I'm not very familiar with this, but adding device_map={0: "4GiB", 1:"12GiB", 2:"12GiB", 3:"12GiB", 4:"12GiB", 5:"12GiB", 6:"12GiB", "cpu": "30GiB"}
doesn't seem to work. It appears that this isn't where you input hardware information for your device. According to my research on huggingface, it appears that the keys
of the map here should be filled with parameters from llama_model
, and the values
should indicate the device where you intend to place them. Maybe you should ensure that every part of the model has a designated device in the device_map
. This may involve examining the structure of the LlamaForCausalLM
model and how its parameters are initialized and loaded. For example you can set
{'embed_tokens.weight': 0,
'embed_tokens.bais': 1,
'encoder': "cpu"}
Perhaps device_map=auto
can also solve this problem.
Have you solved this problem? I faced a similar problem -- I can perform inference by setting the flag 'low_resource = true' in the config file, but I would always get the "RuntimeError: Expected all tensors to be on the same device, but found at least two devices, cuda:0 and cpu!" Error when I set 'low_resource = false'. The above fixes do not work.
Have you solved this problem? I faced a similar problem -- I can perform inference by setting the flag 'low_resource = true' in the config file, but I would always get the "RuntimeError: Expected all tensors to be on the same device, but found at least two devices, cuda:0 and cpu!" Error when I set 'low_resource = false'. The above fixes do not work.

+++++

Task brief:
Reproduce the device_map forum thread above in full, word for word.

+++++

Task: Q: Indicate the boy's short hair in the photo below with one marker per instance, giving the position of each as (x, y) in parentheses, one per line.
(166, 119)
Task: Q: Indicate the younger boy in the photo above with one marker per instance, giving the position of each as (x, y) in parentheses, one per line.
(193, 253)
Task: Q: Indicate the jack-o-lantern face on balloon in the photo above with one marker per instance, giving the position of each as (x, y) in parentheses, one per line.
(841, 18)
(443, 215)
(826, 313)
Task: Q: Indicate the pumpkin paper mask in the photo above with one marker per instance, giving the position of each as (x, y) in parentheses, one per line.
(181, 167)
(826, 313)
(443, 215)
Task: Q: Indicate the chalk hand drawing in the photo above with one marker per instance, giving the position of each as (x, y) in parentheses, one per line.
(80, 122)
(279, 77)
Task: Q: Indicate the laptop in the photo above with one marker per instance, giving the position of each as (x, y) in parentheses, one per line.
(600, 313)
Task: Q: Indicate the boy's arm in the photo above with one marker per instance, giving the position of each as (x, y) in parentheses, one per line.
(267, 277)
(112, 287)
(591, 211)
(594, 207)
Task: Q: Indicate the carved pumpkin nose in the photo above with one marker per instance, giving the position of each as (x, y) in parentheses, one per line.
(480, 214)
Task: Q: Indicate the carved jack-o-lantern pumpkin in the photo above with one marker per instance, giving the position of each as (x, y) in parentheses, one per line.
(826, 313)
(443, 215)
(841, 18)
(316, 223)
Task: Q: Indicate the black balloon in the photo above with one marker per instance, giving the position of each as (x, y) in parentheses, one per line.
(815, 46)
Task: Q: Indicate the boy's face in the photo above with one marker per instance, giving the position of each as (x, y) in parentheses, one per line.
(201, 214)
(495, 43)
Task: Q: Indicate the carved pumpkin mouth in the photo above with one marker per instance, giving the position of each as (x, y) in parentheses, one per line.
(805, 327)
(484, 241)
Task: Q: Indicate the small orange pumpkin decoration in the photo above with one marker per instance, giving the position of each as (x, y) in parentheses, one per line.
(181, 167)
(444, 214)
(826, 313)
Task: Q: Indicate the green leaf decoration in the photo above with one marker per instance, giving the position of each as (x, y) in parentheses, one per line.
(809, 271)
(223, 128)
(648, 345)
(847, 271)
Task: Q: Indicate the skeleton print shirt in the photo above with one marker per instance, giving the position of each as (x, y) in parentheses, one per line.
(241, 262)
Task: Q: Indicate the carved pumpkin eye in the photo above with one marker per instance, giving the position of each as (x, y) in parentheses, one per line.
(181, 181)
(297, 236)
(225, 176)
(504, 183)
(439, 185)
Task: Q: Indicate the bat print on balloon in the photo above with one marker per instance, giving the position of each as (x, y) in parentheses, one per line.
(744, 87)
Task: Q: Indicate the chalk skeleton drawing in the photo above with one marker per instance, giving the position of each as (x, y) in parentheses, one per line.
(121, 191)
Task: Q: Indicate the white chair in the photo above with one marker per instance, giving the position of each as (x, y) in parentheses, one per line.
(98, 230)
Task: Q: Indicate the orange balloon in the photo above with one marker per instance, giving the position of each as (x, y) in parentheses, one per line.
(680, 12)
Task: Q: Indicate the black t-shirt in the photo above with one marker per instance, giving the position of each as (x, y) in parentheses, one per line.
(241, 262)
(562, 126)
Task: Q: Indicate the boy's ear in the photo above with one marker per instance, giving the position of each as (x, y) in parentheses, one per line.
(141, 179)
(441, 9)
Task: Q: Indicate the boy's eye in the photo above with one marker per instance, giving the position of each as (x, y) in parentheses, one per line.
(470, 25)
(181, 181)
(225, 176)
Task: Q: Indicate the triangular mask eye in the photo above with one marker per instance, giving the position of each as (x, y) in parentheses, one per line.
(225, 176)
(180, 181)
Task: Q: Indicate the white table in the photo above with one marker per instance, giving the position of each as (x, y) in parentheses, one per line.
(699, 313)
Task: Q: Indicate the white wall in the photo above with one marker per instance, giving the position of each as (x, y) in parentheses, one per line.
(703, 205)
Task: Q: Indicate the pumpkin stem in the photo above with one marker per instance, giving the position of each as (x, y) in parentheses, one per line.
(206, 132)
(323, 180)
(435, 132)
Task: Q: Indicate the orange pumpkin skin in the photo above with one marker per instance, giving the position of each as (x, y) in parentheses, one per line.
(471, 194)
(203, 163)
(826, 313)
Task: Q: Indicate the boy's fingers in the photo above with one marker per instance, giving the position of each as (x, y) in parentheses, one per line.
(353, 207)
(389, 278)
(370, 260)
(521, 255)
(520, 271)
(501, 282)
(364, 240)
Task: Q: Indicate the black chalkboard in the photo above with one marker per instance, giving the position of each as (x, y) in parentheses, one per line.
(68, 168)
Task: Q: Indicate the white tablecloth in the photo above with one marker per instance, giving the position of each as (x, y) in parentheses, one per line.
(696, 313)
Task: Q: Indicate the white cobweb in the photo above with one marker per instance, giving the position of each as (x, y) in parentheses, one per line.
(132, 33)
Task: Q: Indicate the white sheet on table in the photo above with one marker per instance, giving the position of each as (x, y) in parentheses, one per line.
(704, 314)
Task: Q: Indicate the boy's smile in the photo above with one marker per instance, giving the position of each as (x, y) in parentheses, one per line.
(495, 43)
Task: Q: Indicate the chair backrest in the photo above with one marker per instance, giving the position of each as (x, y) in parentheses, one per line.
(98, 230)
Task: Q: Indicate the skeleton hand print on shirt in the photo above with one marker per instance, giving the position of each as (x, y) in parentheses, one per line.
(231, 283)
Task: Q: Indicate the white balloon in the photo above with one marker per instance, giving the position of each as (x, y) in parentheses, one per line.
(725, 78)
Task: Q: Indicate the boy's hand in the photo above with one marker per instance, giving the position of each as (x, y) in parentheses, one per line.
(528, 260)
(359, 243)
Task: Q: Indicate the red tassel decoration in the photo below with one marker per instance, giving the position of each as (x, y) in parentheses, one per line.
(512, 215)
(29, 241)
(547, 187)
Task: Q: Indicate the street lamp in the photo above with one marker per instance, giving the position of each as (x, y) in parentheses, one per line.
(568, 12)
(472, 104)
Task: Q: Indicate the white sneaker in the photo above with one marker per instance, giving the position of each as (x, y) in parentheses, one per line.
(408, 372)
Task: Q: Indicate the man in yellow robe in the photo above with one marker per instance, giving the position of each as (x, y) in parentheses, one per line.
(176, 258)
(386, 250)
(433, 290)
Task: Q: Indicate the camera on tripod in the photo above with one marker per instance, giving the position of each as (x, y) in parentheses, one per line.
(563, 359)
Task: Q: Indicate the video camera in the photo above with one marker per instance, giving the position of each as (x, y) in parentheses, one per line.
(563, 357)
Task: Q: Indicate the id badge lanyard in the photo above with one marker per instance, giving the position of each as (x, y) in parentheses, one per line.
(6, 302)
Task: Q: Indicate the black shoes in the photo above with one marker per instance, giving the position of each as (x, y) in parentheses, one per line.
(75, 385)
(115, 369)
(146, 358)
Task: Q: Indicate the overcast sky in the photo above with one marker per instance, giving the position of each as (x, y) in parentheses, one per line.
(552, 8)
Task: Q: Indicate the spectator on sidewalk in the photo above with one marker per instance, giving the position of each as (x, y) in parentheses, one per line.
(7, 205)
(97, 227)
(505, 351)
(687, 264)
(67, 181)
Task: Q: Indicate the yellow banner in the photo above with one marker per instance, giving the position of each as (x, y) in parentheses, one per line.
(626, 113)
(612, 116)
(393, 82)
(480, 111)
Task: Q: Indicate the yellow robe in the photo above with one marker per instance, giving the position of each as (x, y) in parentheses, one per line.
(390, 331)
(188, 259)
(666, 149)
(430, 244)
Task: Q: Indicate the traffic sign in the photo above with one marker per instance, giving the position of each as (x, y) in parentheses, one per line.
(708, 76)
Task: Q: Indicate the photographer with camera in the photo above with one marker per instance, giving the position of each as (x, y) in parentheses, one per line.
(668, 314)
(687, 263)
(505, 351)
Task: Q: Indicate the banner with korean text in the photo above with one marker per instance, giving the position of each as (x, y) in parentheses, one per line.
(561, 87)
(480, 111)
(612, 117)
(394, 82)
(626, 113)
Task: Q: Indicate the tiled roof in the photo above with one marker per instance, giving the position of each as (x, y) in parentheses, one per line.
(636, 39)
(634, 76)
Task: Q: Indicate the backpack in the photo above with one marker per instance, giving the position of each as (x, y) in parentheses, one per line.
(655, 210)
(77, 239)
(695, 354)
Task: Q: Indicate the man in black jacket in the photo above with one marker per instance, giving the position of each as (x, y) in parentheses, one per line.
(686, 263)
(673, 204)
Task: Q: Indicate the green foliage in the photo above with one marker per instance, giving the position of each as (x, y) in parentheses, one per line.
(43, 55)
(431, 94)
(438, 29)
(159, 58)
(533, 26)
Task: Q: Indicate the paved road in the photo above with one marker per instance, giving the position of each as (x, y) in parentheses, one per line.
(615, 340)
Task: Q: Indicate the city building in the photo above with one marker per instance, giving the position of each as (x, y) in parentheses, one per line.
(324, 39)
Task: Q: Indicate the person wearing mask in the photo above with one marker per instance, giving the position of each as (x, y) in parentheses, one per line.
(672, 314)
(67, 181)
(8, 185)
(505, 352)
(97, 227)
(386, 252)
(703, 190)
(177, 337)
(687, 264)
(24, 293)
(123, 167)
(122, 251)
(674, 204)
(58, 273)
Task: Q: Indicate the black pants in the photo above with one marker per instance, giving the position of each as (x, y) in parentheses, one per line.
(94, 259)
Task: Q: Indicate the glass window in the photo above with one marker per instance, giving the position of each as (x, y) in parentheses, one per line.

+++++

Problem solution:
I'm not very familiar with this, but adding device_map={0: "4GiB", 1:"12GiB", 2:"12GiB", 3:"12GiB", 4:"12GiB", 5:"12GiB", 6:"12GiB", "cpu": "30GiB"}
doesn't seem to work. It appears that this isn't where you input hardware information for your device. According to my research on huggingface, it appears that the keys
of the map here should be filled with parameters from llama_model
, and the values
should indicate the device where you intend to place them. Maybe you should ensure that every part of the model has a designated device in the device_map
. This may involve examining the structure of the LlamaForCausalLM
model and how its parameters are initialized and loaded. For example you can set
{'embed_tokens.weight': 0,
'embed_tokens.bais': 1,
'encoder': "cpu"}
Perhaps device_map=auto
can also solve this problem.
Have you solved this problem? I faced a similar problem -- I can perform inference by setting the flag 'low_resource = true' in the config file, but I would always get the "RuntimeError: Expected all tensors to be on the same device, but found at least two devices, cuda:0 and cpu!" Error when I set 'low_resource = false'. The above fixes do not work.
Have you solved this problem? I faced a similar problem -- I can perform inference by setting the flag 'low_resource = true' in the config file, but I would always get the "RuntimeError: Expected all tensors to be on the same device, but found at least two devices, cuda:0 and cpu!" Error when I set 'low_resource = false'. The above fixes do not work.